[Extract]:
⟨

But as a new research study from Glassdoor points out, more than a quarter (28.5 percent) of applications on Glassdoor were to jobs outside of the applicant’s current metro area.

The study, Metro Movers: Where Are Americans Moving for Jobs, And Is It Worth It?, identifies the U.S. cities job applicants are most interested in moving to for a job, the cities with the biggest share of job seekers interested in leaving, the factors that drive people to move for a new job, and other findings related to the hows and whys of people who relocate for work.

How the data was gathered (and you can get the study here) is always important, but especially so with research like this, and the Glassdoor study is based on a sample of more than 668,000 online job applications started on Glassdoor between January 8-14, 2018 for the 40 largest metro areas in the U.S.

Top Cities That Job Applicants Are Moving to

Not surprisingly, the Glassdoor study found that San Francisco is the No. 1 destination among job seekers — they’re called “metro movers” in the study — who are applying for jobs beyond their current metro area. Here’s the breakdown of the Top 10 cities that these “metro movers” are moving to

  1. San Francisco — 12.4 percent of applicants;
  2. New York City — 8.4 percent;
  3. San Jose (Silicon Valley) — 6.9 percent.
  4. Los Angeles — 6.8 percent;
  5. Washington, D.C. — 4.3 percent
  6. Boston — 3.7 percent;
  7. Chicago — 3.2 percent;
  8. Seattle — 3.1 percent;
  9. Dallas-Fort Worth — 2.8 percent;
  10. Austin — 2.3 percent.

Two Questions — and Two Obvious Answers

There are two questions that jump out of this list.

Question No. 1 is why Glassdoor decided to split San Francisco and San Jose into two separate areas for the purposes of this study. My experience, having worked as a VP for a San Francisco-based dotcom during the late 1990s boom, is that most people consider “Silicon Valley” to generally encompass the entire San Francisco Bay Area tech community, including Sausalito where Glassdoor is located.

I know this isn’t geographically accurate, but “Silicon Valley” really describes a larger region and not a specific place.

Glassdoor says that they based their classification of metro areas on “core based statistical areas,” which is a metric defined by the U.S. Office of Budget & Management and used by the Census Bureau, defined by commute-to-work patterns. The added: “By looking at those who want to make a move from one defined metro to another, we’re focused on job seekers trying to migrate for jobs between two economically different areas. Our goal is to measure economically meaningful job moves and using metro areas help capture that. You can read more on page 5 of the study.”

⟩

[Request A]: Decide whether each statement agrees with the Glassdoor article, answering yes or no and quoting the words that settle it: (i) The study's sample covered job applications for the 40 largest metro areas in the U.S. (ii) New York City ranked as the top destination for metro movers. (iii) Glassdoor is located in San Jose.
[Request B]: From the Top 10 list in the Glassdoor article, name every city that drew more than 4 percent of applicants, each with its percentage.
[Request C]: Carry on the Glassdoor article, starting right after its final paragraph.

Excerpts of pointing data:
⟨

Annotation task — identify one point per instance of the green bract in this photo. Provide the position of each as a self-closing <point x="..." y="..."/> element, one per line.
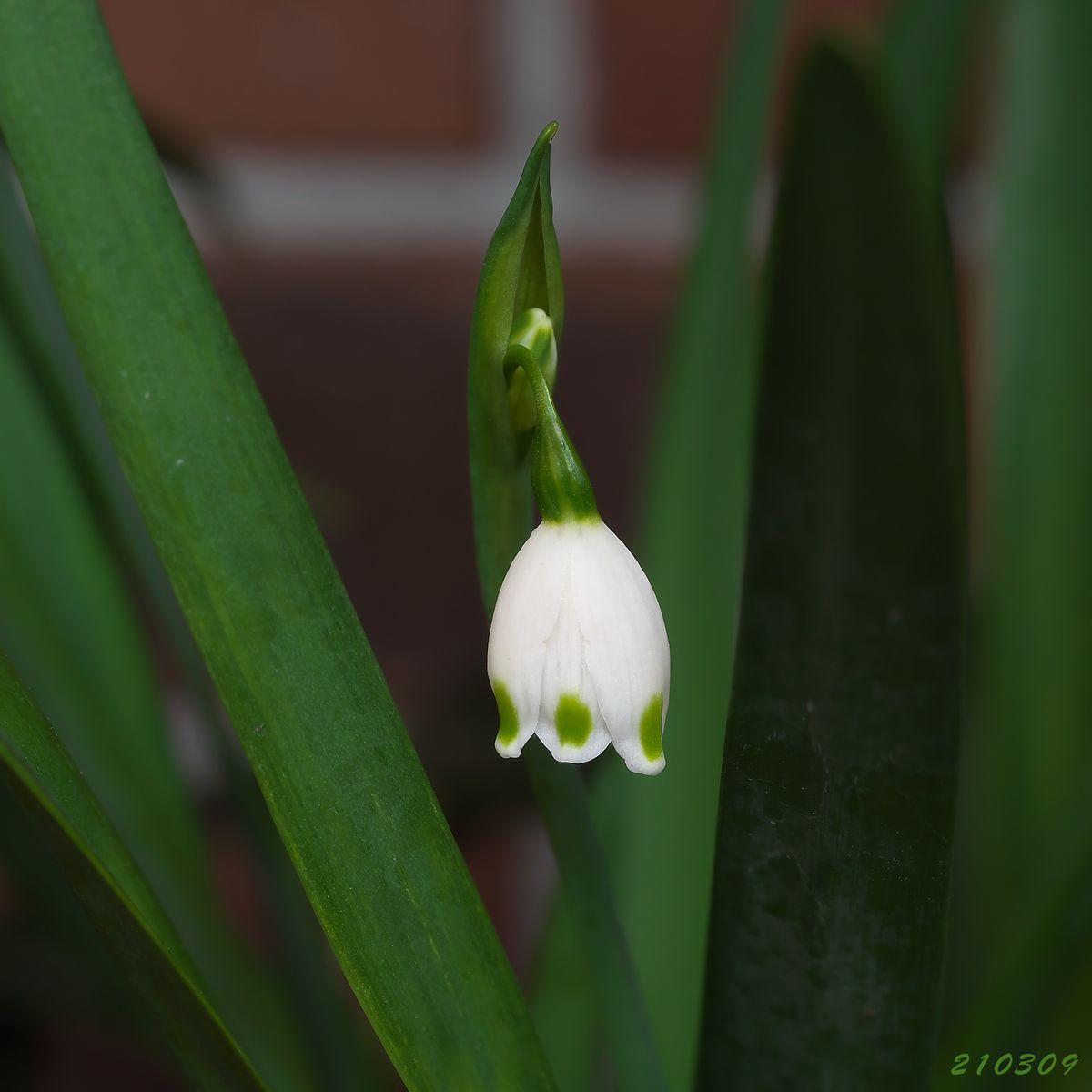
<point x="522" y="270"/>
<point x="558" y="478"/>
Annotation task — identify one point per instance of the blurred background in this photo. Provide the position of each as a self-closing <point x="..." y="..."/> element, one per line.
<point x="342" y="165"/>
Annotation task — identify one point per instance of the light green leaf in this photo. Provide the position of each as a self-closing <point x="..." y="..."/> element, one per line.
<point x="924" y="54"/>
<point x="836" y="803"/>
<point x="250" y="569"/>
<point x="35" y="768"/>
<point x="50" y="525"/>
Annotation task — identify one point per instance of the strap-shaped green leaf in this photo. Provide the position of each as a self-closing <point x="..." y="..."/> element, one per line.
<point x="1024" y="950"/>
<point x="64" y="502"/>
<point x="836" y="801"/>
<point x="250" y="569"/>
<point x="660" y="834"/>
<point x="36" y="769"/>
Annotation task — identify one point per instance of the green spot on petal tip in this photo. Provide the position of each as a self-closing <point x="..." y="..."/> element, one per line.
<point x="509" y="722"/>
<point x="652" y="737"/>
<point x="573" y="721"/>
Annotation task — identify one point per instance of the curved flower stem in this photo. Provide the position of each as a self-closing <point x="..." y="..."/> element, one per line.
<point x="501" y="525"/>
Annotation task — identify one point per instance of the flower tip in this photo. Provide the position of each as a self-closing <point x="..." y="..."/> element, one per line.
<point x="508" y="748"/>
<point x="643" y="765"/>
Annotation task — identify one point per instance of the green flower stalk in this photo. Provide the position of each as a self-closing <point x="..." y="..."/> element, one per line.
<point x="578" y="650"/>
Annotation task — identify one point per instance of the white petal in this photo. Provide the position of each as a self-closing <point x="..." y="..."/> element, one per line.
<point x="527" y="612"/>
<point x="571" y="723"/>
<point x="625" y="645"/>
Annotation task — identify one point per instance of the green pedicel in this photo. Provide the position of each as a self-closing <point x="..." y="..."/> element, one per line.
<point x="509" y="722"/>
<point x="652" y="741"/>
<point x="573" y="721"/>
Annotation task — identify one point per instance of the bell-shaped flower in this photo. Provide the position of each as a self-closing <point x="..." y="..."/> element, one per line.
<point x="578" y="651"/>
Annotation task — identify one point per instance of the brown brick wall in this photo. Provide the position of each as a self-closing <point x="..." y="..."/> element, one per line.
<point x="328" y="74"/>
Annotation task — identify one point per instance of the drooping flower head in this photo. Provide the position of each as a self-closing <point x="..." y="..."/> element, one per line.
<point x="578" y="650"/>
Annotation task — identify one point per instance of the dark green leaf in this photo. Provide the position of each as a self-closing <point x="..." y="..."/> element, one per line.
<point x="661" y="833"/>
<point x="836" y="803"/>
<point x="254" y="577"/>
<point x="1020" y="942"/>
<point x="924" y="54"/>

⟩

[Expected answer A]:
(i) Yes: "for the 40 largest metro areas in the U.S."
(ii) No: "San Francisco is the No. 1 destination among job seekers"
(iii) No: "including Sausalito where Glassdoor is located"

[Expected answer B]:
San Francisco: 12.4 percent
New York City: 8.4 percent
San Jose (Silicon Valley): 6.9 percent
Los Angeles: 6.8 percent
Washington, D.C.: 4.3 percent

[Expected answer C]:
I get what Glassdoor is doing, and why, but San Francisco and San Jose are not “two economically different areas,” at least not in any meaningful sense. Splitting them apart defies logic, especially to people who work in the Bay Area. It’s more accurate in just about every meaningful way possible to combine the numbers for San Francisco and San Jose into a single one for “Silicon Valley” and say that 19.3 percent of the applicants (nearly one in five) are moving there.

Question No. 2 is pretty obvious — What kinds of companies are attracting so many people to move to the Bay Area?

That answer is pretty obvious too, and it’s mostly technology firms as you may have guessed. Here are the Top 10 San Francisco/Silicon Valley companies that these job “movers” applied to, and I blended the lists of applicants for San Francisco and San Jose together that Glassdoor broke out separately:

  1. Facebook — 635 applications;
  2. Google — 519 applications;
  3. Apple  — 358 applications;
  4. Adobe Systems — 315 applications;
  5. NVIDIA Corporation — 277 applications;
  6. Amazon.com — 253 applications;
  7. Udacity — 243 applications;
  8. Lyft — 240 applications;
  9. Uber — 240 applications;
  10. Shutterfly — 237 applications.

You know the one thing that does surprise me about this list? It’s the number of people willing to move to the San Francisco Bay Area despite the incredibly expensive housing costs and off the charts traffic and congestion. In fact, the Los Angeles Times pointed out in February that Buying a Bay Area home is now a stretch even for Apple and Google engineers.

“Picking up your life and moving for a job is a major decision,” said Dr. Andrew Chamberlain, the Glassdoor economist who conducted the study. “But in a job market where workers are in high demand and many employers are eager to hire, the employers who understand where talent is heading and what influences them to consider a move will have a recruiting advantage.”

Culture is What Really Drives People to Move

Here’s my take: Yes, moving is hard, and the worst thing is if you move for a job … and then end up hating the job. Believe me, that’s a lose-lose situation you don’t ever want to experience.

However, what I found most useful in Glassdoor’s Metro Movers: Where Are Americans Moving for Jobs, And Is It Worth It? study was down in the summary of key findings in a section titled Which Job Factors Most Affect Metro Movers? 

Here are the factors Glassdoor listed, and they tell you a lot about what is driving job seekers today:

  • Salary drives candidates to move  From Glassdoor: “But, the effect of higher pay is small. Our estimates show an extra $10,000 higher base salary predicts applicants are about a half percentage point (0.41 percentage point) more likely to be a metro mover for a job. That’s statistically significant, but a small effect overall.”
  • Better company culture is more attractive to movers  From Glassdoor: “Applicants are 2.5 percentage points more likely to move for a job at a company that has a 1-star higher overall Glassdoor rating. That’s a statistically significant impact and is roughly six times larger than the impact of offering a $10,000 higher salary.”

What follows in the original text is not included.